**TEXT PASSAGE**
America is skeptical of the ‘dark horse’ COVID vaccine others abroad can’t get enough of
Nearly 225 million Americans are considered fully COVID vaccinated by the U.S. Centers for Disease Control and Prevention, meaning they’ve received two or more doses of a vaccine.
The number who’ve been fully vaccinated with Novavax, the latest vaccine to receive approval from U.S. health officials: a mere 6,278.
The traditional protein-based vaccine, approved by U.S. health officials in July, was intended to win the hearts and minds of Americans who were hesitant to receive mRNA COVID vaccines Pfizer and Moderna, claiming that the technology was too new to be considered safe.
“For those waiting for a COVID-19 vaccine built on a different technology, now is the time to get vaccinated,” CDC Director Dr. Rochelle Walensky said this summer.
But for the 20% of Americans who remain unvaccinated, hesitancy about the safety of mRNA vaccine technology was likely just an excuse, experts say, as Novavax was formulated using the same technology as the flu vaccine—and uptake is still dismal.
However hesitant Americans are about Novavax, for whatever reasons, the situation is quite the opposite elsewhere. The vaccine has been approved in 38 other countries, including Australia, France, Ireland, Italy, Korea, and the U.K., according to the World Health Organization. And Japan and Australia have approved the vaccine for usage as a booster dose, according to the Journal of American Medical Association.
“It’s been attractive for a long time,” Dr. John Swartzberg, a professor at the Division of Infectious Diseases and Vaccinology at the University of California, Berekely’s School of Public Health, told Fortune, adding that the manufacturing issues delayed its U.S. debut.
“What excited some people about it is the fact that it’s very similar to a lot of vaccines produced in the past,” Swartzberg said. “Protein vaccines have been used for decades. For some people, that gives them a degree of comfort, based upon emotion and not science.”

**WORK INSTRUCTIONS**
1: Answer these questions from the Novavax article, one per line:
(a) How many Americans have been fully vaccinated with Novavax?
(b) In how many other countries has the vaccine been approved, according to the World Health Organization?
(c) Which two countries have approved it for use as a booster dose?
2: Continue the Novavax article from its last sentence.

**MATERIAL PROVIDED**
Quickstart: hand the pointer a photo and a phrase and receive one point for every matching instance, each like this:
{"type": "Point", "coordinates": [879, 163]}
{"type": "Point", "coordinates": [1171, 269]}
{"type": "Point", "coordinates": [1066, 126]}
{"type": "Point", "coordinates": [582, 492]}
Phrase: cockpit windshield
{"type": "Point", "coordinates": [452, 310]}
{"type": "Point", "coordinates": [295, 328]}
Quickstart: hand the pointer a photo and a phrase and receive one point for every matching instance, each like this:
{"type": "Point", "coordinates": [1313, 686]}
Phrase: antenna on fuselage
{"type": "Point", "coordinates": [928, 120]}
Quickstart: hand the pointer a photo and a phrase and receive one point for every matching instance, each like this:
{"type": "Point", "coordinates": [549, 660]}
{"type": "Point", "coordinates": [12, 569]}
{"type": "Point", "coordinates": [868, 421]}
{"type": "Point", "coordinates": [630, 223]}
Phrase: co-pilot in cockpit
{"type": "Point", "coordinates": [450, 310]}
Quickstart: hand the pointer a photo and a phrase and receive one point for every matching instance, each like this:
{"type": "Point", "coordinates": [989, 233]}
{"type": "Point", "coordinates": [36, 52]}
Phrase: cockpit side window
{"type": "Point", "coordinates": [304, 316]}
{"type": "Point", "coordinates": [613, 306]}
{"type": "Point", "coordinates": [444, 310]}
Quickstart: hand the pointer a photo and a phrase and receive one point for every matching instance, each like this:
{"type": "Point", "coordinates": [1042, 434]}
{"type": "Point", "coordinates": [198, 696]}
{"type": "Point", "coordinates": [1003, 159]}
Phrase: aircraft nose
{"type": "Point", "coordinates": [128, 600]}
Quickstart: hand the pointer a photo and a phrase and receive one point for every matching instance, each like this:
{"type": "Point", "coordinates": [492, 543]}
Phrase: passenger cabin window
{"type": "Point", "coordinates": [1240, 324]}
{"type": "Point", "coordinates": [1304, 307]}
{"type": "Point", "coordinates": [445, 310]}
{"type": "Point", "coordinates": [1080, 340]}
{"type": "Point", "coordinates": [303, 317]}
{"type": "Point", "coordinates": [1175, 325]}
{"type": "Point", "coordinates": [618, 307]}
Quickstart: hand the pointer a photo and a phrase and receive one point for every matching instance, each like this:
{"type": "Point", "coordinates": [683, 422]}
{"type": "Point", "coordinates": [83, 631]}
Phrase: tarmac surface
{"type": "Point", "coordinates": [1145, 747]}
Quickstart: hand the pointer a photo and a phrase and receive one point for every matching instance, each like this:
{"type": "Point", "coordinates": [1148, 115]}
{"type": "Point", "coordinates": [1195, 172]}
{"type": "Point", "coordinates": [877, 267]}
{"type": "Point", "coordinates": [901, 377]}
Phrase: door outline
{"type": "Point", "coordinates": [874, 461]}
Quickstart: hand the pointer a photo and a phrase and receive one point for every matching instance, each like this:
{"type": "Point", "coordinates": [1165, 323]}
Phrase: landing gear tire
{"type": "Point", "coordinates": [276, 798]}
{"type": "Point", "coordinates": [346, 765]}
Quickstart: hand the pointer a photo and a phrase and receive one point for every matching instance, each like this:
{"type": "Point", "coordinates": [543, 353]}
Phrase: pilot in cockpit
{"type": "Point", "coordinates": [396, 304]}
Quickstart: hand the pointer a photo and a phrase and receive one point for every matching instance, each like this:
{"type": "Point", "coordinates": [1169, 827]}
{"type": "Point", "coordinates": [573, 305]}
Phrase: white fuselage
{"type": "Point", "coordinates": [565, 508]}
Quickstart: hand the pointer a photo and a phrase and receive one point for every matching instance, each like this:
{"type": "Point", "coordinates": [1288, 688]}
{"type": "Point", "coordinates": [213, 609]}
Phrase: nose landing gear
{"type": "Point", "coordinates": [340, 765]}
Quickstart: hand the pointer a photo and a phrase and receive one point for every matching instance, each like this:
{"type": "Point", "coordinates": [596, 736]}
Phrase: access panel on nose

**WRITTEN ANSWERS**
1:
(a) 6,278
(b) 38
(c) Japan and Australia

2:
Novavax has the potential to offer longer, broader protection than current mRNA vaccines, Dr. Michael Osterholm, director of the University of Minnesota’s Center for Infectious Disease Research and Policy (CIDRAP), told Fortune.
But more data on the vaccine is needed to determine the length of protection it offers, as well as its performance against Omicron subvariants.
“I think it could be a better vaccine,” Osterholm said, though he cautioned that, in the early days of mRNA COVID vaccines, society had “unbridled expectations that ultimately didn’t pan out,” such as the vaccines preventing infection.
Like mRNA vaccines, Novavax protects against severe COVID outcomes like hospitalization and death. But it doesn’t prevent infection or transmission, according to Yale Medicine.
Maryland-based Novavax began developing its COVID vaccine in 2020, during Operation Warp Speed, but manufacturing difficulties slowed progress. Countries began granting the vaccine approval in November.
In the U.S., the two-dose shot series is approved for those 12 and older, with shots occurring three to eight weeks apart. Side effects are similar to mRNA COVID vaccines and include tenderness, pain, and/or swelling at the injection site, fatigue, muscle pain, joint pain, headache, nausea, vomiting, and/or fever, according to Yale Medicine. As is the case with mRNA COVID vaccines, myocarditis—a rare form of heart inflammation—has been reported, though rarely.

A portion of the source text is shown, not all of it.